All of the records below must be output exactly, with no pictures carried over.

◆ **Provided data**

++++

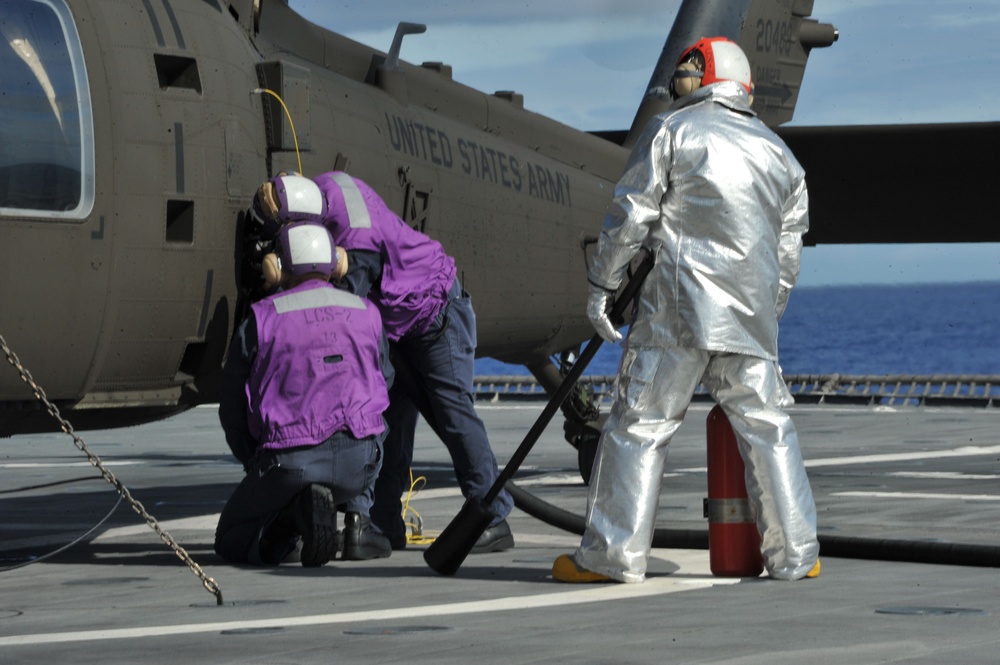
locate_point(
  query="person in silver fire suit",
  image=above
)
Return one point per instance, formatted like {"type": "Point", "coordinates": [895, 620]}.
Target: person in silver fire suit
{"type": "Point", "coordinates": [722, 203]}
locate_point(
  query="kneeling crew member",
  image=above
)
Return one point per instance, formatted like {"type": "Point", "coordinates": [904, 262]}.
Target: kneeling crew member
{"type": "Point", "coordinates": [304, 389]}
{"type": "Point", "coordinates": [429, 319]}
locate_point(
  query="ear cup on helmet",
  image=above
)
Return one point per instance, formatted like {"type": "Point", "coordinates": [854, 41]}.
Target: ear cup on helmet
{"type": "Point", "coordinates": [270, 266]}
{"type": "Point", "coordinates": [687, 79]}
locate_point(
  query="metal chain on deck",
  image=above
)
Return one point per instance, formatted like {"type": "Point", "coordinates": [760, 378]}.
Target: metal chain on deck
{"type": "Point", "coordinates": [95, 461]}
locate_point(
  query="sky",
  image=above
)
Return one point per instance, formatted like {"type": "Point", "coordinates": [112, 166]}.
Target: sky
{"type": "Point", "coordinates": [896, 61]}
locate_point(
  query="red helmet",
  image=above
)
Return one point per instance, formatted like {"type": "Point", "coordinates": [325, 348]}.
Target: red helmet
{"type": "Point", "coordinates": [712, 59]}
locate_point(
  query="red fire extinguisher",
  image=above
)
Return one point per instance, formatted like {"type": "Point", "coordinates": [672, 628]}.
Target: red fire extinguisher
{"type": "Point", "coordinates": [733, 539]}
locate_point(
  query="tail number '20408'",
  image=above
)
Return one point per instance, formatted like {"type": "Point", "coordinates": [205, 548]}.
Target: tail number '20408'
{"type": "Point", "coordinates": [774, 35]}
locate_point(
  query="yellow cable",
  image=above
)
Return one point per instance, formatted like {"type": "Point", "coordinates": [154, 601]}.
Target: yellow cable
{"type": "Point", "coordinates": [414, 535]}
{"type": "Point", "coordinates": [289, 116]}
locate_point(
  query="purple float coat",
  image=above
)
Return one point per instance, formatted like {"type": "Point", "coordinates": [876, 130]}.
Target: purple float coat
{"type": "Point", "coordinates": [416, 271]}
{"type": "Point", "coordinates": [317, 370]}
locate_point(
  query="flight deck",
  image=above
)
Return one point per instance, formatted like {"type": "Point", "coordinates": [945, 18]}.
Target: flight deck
{"type": "Point", "coordinates": [911, 475]}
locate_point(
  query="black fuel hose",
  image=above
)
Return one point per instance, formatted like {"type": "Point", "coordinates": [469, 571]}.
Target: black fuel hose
{"type": "Point", "coordinates": [842, 547]}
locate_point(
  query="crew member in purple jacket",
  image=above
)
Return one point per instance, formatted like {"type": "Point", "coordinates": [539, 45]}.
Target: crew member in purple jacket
{"type": "Point", "coordinates": [429, 319]}
{"type": "Point", "coordinates": [304, 390]}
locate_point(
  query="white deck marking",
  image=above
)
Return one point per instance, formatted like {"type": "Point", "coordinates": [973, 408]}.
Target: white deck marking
{"type": "Point", "coordinates": [687, 578]}
{"type": "Point", "coordinates": [921, 495]}
{"type": "Point", "coordinates": [964, 451]}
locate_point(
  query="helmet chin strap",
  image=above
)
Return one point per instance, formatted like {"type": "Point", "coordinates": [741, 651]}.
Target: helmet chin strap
{"type": "Point", "coordinates": [687, 79]}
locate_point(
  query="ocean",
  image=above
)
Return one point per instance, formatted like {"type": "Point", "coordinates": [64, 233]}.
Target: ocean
{"type": "Point", "coordinates": [922, 329]}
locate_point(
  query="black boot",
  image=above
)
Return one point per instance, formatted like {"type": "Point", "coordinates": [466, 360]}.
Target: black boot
{"type": "Point", "coordinates": [497, 538]}
{"type": "Point", "coordinates": [314, 517]}
{"type": "Point", "coordinates": [361, 542]}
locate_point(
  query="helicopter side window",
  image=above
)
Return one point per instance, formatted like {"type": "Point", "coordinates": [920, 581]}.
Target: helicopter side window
{"type": "Point", "coordinates": [46, 126]}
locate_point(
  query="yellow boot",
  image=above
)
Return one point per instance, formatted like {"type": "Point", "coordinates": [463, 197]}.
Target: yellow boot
{"type": "Point", "coordinates": [564, 569]}
{"type": "Point", "coordinates": [814, 571]}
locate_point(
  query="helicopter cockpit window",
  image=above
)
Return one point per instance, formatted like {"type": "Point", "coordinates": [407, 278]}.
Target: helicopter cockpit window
{"type": "Point", "coordinates": [46, 126]}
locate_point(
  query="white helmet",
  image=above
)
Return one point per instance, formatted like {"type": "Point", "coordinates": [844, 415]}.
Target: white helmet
{"type": "Point", "coordinates": [710, 60]}
{"type": "Point", "coordinates": [306, 248]}
{"type": "Point", "coordinates": [290, 198]}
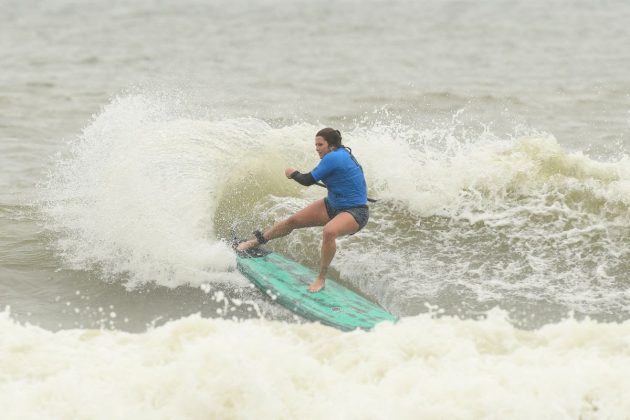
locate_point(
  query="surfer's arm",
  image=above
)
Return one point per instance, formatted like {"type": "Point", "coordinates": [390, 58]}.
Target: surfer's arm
{"type": "Point", "coordinates": [304, 179]}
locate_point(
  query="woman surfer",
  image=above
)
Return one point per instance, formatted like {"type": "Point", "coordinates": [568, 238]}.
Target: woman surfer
{"type": "Point", "coordinates": [343, 212]}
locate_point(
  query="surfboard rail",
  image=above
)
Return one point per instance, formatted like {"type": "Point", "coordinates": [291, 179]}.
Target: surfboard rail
{"type": "Point", "coordinates": [286, 282]}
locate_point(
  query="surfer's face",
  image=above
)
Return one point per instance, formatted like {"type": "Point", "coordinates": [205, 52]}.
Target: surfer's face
{"type": "Point", "coordinates": [321, 146]}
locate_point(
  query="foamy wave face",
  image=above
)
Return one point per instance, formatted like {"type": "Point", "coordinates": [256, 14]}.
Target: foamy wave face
{"type": "Point", "coordinates": [137, 197]}
{"type": "Point", "coordinates": [465, 218]}
{"type": "Point", "coordinates": [419, 368]}
{"type": "Point", "coordinates": [472, 218]}
{"type": "Point", "coordinates": [137, 194]}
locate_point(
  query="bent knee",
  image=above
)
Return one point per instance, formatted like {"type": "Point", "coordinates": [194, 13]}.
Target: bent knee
{"type": "Point", "coordinates": [330, 232]}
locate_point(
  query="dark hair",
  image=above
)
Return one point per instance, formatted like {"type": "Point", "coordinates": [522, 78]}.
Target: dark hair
{"type": "Point", "coordinates": [332, 136]}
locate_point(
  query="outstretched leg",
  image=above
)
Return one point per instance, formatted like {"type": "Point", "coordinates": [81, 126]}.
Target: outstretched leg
{"type": "Point", "coordinates": [313, 215]}
{"type": "Point", "coordinates": [343, 224]}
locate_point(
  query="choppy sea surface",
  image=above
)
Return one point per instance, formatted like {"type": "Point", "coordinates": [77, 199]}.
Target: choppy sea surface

++++

◆ **Final answer**
locate_point(
  query="person in silver fire suit",
  image=above
)
Return one point per instance, formatted like {"type": "Point", "coordinates": [895, 620]}.
Target: person in silver fire suit
{"type": "Point", "coordinates": [722, 203]}
locate_point(
  query="kneeling crew member",
  image=above
)
Return one point per instance, formatted like {"type": "Point", "coordinates": [904, 262]}.
Target: kneeling crew member
{"type": "Point", "coordinates": [304, 389]}
{"type": "Point", "coordinates": [429, 319]}
locate_point(
  query="ear cup on helmet",
  image=above
)
Return one point per instance, formatted like {"type": "Point", "coordinates": [854, 41]}.
Target: ear cup on helmet
{"type": "Point", "coordinates": [270, 266]}
{"type": "Point", "coordinates": [687, 79]}
locate_point(
  query="metal chain on deck",
  image=above
)
Return one point per instance, formatted like {"type": "Point", "coordinates": [760, 378]}.
Target: metal chain on deck
{"type": "Point", "coordinates": [95, 461]}
locate_point(
  query="sky",
  image=above
)
Return one point per instance, formatted like {"type": "Point", "coordinates": [112, 166]}.
Target: sky
{"type": "Point", "coordinates": [896, 61]}
locate_point(
  query="red helmet",
  image=above
)
Return one point per instance, formatted like {"type": "Point", "coordinates": [325, 348]}.
Target: red helmet
{"type": "Point", "coordinates": [712, 59]}
locate_point(
  query="red fire extinguisher",
  image=above
)
Return one point per instance, formatted like {"type": "Point", "coordinates": [672, 628]}.
Target: red fire extinguisher
{"type": "Point", "coordinates": [733, 539]}
locate_point(
  query="tail number '20408'",
  image=above
)
Return one point per instance, formatted like {"type": "Point", "coordinates": [205, 548]}.
Target: tail number '20408'
{"type": "Point", "coordinates": [774, 35]}
locate_point(
  query="yellow cable",
  image=above
)
Return one point per instance, formatted like {"type": "Point", "coordinates": [154, 601]}.
Target: yellow cable
{"type": "Point", "coordinates": [414, 535]}
{"type": "Point", "coordinates": [289, 116]}
locate_point(
  query="purple float coat",
  image=above
)
Return one point per instance, formatted like {"type": "Point", "coordinates": [876, 130]}.
Target: purple float coat
{"type": "Point", "coordinates": [416, 271]}
{"type": "Point", "coordinates": [317, 370]}
locate_point(
  query="flight deck",
  image=above
)
Return one point per instance, formatted like {"type": "Point", "coordinates": [945, 18]}.
Target: flight deck
{"type": "Point", "coordinates": [911, 475]}
locate_point(
  query="black fuel hose",
  image=above
)
Return one point per instance, formatted like {"type": "Point", "coordinates": [469, 571]}.
Target: black fuel hose
{"type": "Point", "coordinates": [842, 547]}
locate_point(
  query="crew member in purple jacket",
  image=above
)
Return one point per instance, formatted like {"type": "Point", "coordinates": [539, 45]}.
Target: crew member in purple jacket
{"type": "Point", "coordinates": [429, 319]}
{"type": "Point", "coordinates": [304, 390]}
locate_point(
  query="white deck marking",
  image=above
)
Return one point per instance, formatted like {"type": "Point", "coordinates": [973, 408]}.
Target: white deck marking
{"type": "Point", "coordinates": [687, 578]}
{"type": "Point", "coordinates": [921, 495]}
{"type": "Point", "coordinates": [964, 451]}
locate_point(
  query="helmet chin strap",
  image=above
)
Return one point per instance, formatted like {"type": "Point", "coordinates": [741, 651]}.
Target: helmet chin strap
{"type": "Point", "coordinates": [687, 79]}
locate_point(
  query="ocean",
  image=above
)
Return one point per instance, formatted like {"type": "Point", "coordinates": [64, 233]}.
Target: ocean
{"type": "Point", "coordinates": [922, 329]}
locate_point(
  query="black boot",
  image=above
)
Return one point per instance, formatted like {"type": "Point", "coordinates": [466, 360]}.
Target: black boot
{"type": "Point", "coordinates": [497, 538]}
{"type": "Point", "coordinates": [314, 517]}
{"type": "Point", "coordinates": [361, 542]}
locate_point(
  query="helicopter side window",
  image=above
)
Return one point per instance, formatted like {"type": "Point", "coordinates": [920, 581]}.
Target: helicopter side window
{"type": "Point", "coordinates": [46, 126]}
locate_point(
  query="yellow boot",
  image=above
)
Return one point per instance, formatted like {"type": "Point", "coordinates": [463, 197]}.
Target: yellow boot
{"type": "Point", "coordinates": [564, 569]}
{"type": "Point", "coordinates": [814, 571]}
locate_point(
  query="helicopter cockpit window",
  image=above
)
Return one point per instance, formatted like {"type": "Point", "coordinates": [407, 278]}.
Target: helicopter cockpit window
{"type": "Point", "coordinates": [46, 126]}
locate_point(
  query="white helmet",
  image=above
)
Return one point per instance, formatted like {"type": "Point", "coordinates": [844, 415]}.
Target: white helmet
{"type": "Point", "coordinates": [710, 60]}
{"type": "Point", "coordinates": [306, 248]}
{"type": "Point", "coordinates": [290, 198]}
locate_point(
  query="surfer's arm",
  image=above
)
Return one point per instance, formatted like {"type": "Point", "coordinates": [390, 58]}.
Target: surfer's arm
{"type": "Point", "coordinates": [304, 179]}
locate_point(
  query="woman surfer",
  image=above
)
Return one point per instance, formatted like {"type": "Point", "coordinates": [568, 238]}.
Target: woman surfer
{"type": "Point", "coordinates": [343, 212]}
locate_point(
  query="surfboard rail",
  image=above
)
Return one point per instance, formatted like {"type": "Point", "coordinates": [291, 179]}.
Target: surfboard rail
{"type": "Point", "coordinates": [286, 282]}
locate_point(
  query="surfer's face",
  image=above
)
Return one point per instance, formatted like {"type": "Point", "coordinates": [205, 52]}.
Target: surfer's face
{"type": "Point", "coordinates": [321, 146]}
locate_point(
  query="foamy wave face",
  image=above
)
Return one point per instance, formatted like {"type": "Point", "coordinates": [256, 14]}.
Target: foamy wave face
{"type": "Point", "coordinates": [137, 197]}
{"type": "Point", "coordinates": [465, 218]}
{"type": "Point", "coordinates": [419, 368]}
{"type": "Point", "coordinates": [472, 218]}
{"type": "Point", "coordinates": [137, 194]}
locate_point(
  query="bent knee",
  image=above
)
Return one point per instance, formatted like {"type": "Point", "coordinates": [194, 13]}.
Target: bent knee
{"type": "Point", "coordinates": [330, 232]}
locate_point(
  query="dark hair",
  image=above
)
Return one point per instance, formatted like {"type": "Point", "coordinates": [522, 78]}.
Target: dark hair
{"type": "Point", "coordinates": [332, 136]}
locate_point(
  query="outstretched leg",
  image=above
)
Return one point per instance, formatted like {"type": "Point", "coordinates": [81, 126]}.
Target: outstretched leg
{"type": "Point", "coordinates": [313, 215]}
{"type": "Point", "coordinates": [343, 224]}
locate_point(
  query="choppy sea surface",
  image=above
)
Return one point per instance, formatted like {"type": "Point", "coordinates": [77, 199]}.
Target: choppy sea surface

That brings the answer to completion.